____ Stored data

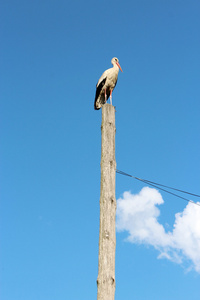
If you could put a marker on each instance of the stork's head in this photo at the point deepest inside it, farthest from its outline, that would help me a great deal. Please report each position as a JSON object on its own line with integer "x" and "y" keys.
{"x": 115, "y": 61}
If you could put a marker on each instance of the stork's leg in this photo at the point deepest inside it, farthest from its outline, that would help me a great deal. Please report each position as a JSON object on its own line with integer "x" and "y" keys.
{"x": 105, "y": 95}
{"x": 111, "y": 97}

________

Could you turn the lines of these records into a numbered list, leaving out blank lines and the pictures?

* The output:
1. If you could put a marker on each instance of the stork's head in this photo at the point deepest inside it, farthest from its outline, that would help me a great deal. Please report each position as a JSON object on its own line with integer "x" and "y" keys.
2. {"x": 115, "y": 61}
3. If you could put a marker on each instance of the stork's leg in this photo at the point deepest inside it, farthest from its outline, that would help me a great deal. Please report each position as a JSON object on its own line with integer "x" and "y" keys.
4. {"x": 105, "y": 95}
5. {"x": 111, "y": 97}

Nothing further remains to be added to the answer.